[PROBLEM TO WORK ON]: Give the records back in full, exactly as they read.

[PROVIDED INFORMATION]:
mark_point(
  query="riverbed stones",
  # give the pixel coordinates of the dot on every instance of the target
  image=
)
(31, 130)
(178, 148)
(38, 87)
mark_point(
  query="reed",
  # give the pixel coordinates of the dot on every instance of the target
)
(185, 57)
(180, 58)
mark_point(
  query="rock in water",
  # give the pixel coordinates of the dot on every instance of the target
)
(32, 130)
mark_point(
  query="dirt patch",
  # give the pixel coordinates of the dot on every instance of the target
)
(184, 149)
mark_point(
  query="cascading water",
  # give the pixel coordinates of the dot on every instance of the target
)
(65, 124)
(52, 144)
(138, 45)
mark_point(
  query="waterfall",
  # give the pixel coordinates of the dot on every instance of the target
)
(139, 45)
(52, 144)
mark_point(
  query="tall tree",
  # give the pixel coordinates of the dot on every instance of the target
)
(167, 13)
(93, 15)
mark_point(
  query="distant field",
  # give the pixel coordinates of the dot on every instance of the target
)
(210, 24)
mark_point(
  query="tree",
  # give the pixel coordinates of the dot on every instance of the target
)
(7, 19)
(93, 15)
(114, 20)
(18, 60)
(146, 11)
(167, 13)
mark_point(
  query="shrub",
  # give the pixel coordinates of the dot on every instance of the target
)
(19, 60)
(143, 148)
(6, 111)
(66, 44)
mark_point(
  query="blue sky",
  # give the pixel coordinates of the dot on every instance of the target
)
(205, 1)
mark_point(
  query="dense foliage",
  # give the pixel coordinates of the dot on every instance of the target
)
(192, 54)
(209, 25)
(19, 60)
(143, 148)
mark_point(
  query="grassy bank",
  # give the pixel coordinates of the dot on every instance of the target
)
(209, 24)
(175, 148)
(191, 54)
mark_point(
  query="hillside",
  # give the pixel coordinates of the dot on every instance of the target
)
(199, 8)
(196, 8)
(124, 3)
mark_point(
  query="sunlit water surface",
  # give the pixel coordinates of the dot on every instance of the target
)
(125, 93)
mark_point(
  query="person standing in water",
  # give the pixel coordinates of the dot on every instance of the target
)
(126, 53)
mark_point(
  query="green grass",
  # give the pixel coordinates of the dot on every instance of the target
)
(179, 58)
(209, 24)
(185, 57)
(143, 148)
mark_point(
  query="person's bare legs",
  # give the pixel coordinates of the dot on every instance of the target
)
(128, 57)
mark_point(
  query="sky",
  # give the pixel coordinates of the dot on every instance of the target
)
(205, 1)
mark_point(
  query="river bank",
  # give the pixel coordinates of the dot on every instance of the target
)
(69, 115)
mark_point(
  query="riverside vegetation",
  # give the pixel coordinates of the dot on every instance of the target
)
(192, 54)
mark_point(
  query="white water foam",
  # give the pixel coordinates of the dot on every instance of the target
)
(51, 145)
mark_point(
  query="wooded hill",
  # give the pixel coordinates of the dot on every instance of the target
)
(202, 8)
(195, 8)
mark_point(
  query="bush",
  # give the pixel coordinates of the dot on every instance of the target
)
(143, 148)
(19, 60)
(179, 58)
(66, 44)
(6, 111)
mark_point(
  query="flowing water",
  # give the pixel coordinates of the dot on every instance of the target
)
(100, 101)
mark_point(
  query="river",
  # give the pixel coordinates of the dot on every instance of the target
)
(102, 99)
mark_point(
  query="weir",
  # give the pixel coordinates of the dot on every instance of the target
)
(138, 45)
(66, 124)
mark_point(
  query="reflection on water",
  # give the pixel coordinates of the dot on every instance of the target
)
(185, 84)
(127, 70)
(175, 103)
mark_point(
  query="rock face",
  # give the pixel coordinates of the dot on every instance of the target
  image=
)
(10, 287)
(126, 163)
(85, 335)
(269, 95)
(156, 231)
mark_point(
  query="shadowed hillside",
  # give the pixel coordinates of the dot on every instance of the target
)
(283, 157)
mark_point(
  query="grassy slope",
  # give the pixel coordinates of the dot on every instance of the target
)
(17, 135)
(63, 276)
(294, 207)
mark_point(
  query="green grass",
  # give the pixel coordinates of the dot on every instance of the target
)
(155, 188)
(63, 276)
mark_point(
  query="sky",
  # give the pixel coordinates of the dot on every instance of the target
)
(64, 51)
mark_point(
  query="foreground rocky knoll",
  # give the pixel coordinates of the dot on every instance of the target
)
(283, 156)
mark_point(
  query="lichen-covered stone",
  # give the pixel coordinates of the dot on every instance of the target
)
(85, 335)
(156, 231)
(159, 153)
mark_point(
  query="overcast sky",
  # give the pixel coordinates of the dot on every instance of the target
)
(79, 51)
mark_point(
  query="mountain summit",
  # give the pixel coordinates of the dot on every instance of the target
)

[SOLUTION TO THIS PROBLEM]:
mark_point(
  query="riverbed stones",
  # give the pixel coordinates of the dot on every instance of the target
  image=
)
(31, 130)
(178, 148)
(38, 87)
mark_point(
  query="reed",
  # give the pixel coordinates of the dot on every instance of the target
)
(185, 57)
(180, 58)
mark_point(
  query="rock in water",
  # give the pixel coordinates of the dot on every instance of the target
)
(32, 130)
mark_point(
  query="dirt patch",
  # give the pixel coordinates of the dot on every instance of the target
)
(184, 149)
mark_point(
  query="cascading water",
  # give the pixel coordinates of the dot on every instance of the target
)
(65, 124)
(52, 144)
(138, 45)
mark_point(
  query="waterfall",
  # give the pixel coordinates of the dot on every instance of the target
)
(139, 45)
(52, 144)
mark_point(
  query="tall tree",
  # give the pixel coordinates of the dot on every instance of the target
)
(167, 13)
(93, 15)
mark_point(
  query="distant field",
  # give the pixel coordinates of the dot on every instance of the target
)
(210, 24)
mark_point(
  query="tree",
  # give the pixel coordinates of the dot on every instance of the target
)
(7, 19)
(93, 15)
(114, 20)
(18, 60)
(146, 11)
(167, 13)
mark_point(
  query="shrub",
  # give the pixel coordinates of the dot on every instance of the target
)
(19, 60)
(143, 148)
(6, 111)
(66, 44)
mark_point(
  query="blue sky",
  # give the pixel coordinates of the dot on every instance of the target
)
(205, 1)
mark_point(
  query="dense foliage",
  # give the pixel coordinates of the dot on every instance of the target
)
(192, 54)
(209, 25)
(19, 60)
(143, 148)
mark_point(
  query="grassy bank",
  # give the pixel coordinates of the dot on every instance of the target
)
(209, 24)
(175, 148)
(191, 54)
mark_point(
  query="hillside",
  # give the pixel coordinates of the dot on every instance of the target
)
(199, 8)
(196, 8)
(124, 3)
mark_point(
  query="sunlit water surface",
  # give the pixel coordinates of the dot on every instance of the target
)
(125, 93)
mark_point(
  query="person standing in water",
  # give the pixel coordinates of the dot on every instance of the target
)
(126, 53)
mark_point(
  query="green grass",
  # give the pixel coordinates of the dot on every instance of the target
)
(179, 58)
(209, 24)
(185, 57)
(143, 148)
mark_point(
  query="person's bare legs",
  # give the pixel coordinates of the dot on every instance of the target
)
(128, 57)
mark_point(
  query="sky",
  # give the pixel coordinates of the dot on every instance of the target
)
(205, 1)
mark_point(
  query="river bank",
  # give the pixel coordinates of the dot on every instance of the target
)
(69, 115)
mark_point(
  query="riverside vegetation",
  # give the pixel coordinates of the dot on every instance of the target
)
(192, 54)
mark_point(
  query="white water foam",
  # give the pixel coordinates of the dot on every instance of the target
)
(51, 145)
mark_point(
  query="wooded hill",
  # give the pixel coordinates of the dot on every instance of the target
)
(202, 8)
(195, 8)
mark_point(
  query="bush",
  # give the pixel coordinates of the dot on every instance of the target
)
(143, 148)
(19, 60)
(179, 58)
(66, 44)
(6, 111)
mark_point(
  query="flowing water",
  # give the pixel coordinates of the dot on every instance of the target
)
(100, 101)
mark_point(
  query="river",
  # give the pixel coordinates of the dot on every instance of the target
)
(102, 99)
mark_point(
  query="weir",
  # give the pixel coordinates of the dot on every instance of the target
)
(138, 45)
(66, 124)
mark_point(
  query="reflection on water",
  # give the pixel coordinates of the dot on every instance of the target
)
(185, 84)
(127, 70)
(175, 103)
mark_point(
  query="rock face",
  # give the pixel coordinates of the dot on every instance of the target
  image=
)
(10, 287)
(126, 163)
(85, 335)
(269, 95)
(156, 231)
mark_point(
  query="shadowed hillside",
  # give the pixel coordinates of the dot on every instance of the target
)
(283, 157)
mark_point(
  query="grassy slope",
  # give the pixel coordinates of the dot on every instance of the target
)
(17, 135)
(63, 276)
(294, 207)
mark_point(
  query="green grass",
  # give the pixel coordinates of the dot on every instance of the target
)
(155, 188)
(63, 276)
mark_point(
  query="sky",
  # give the pixel coordinates of the dot on every instance of the target
)
(64, 51)
mark_point(
  query="foreground rocky knoll",
  # give the pixel coordinates of the dot on every instance of the target
)
(283, 156)
mark_point(
  query="lichen-covered stone",
  # give the pixel coordinates of the dot on every instance of the target
)
(85, 335)
(156, 231)
(159, 153)
mark_point(
  query="overcast sky",
  # give the pixel coordinates of the dot on every instance of the target
)
(79, 51)
mark_point(
  query="mountain summit",
  # give the pixel coordinates of the dot on every instance of the target
)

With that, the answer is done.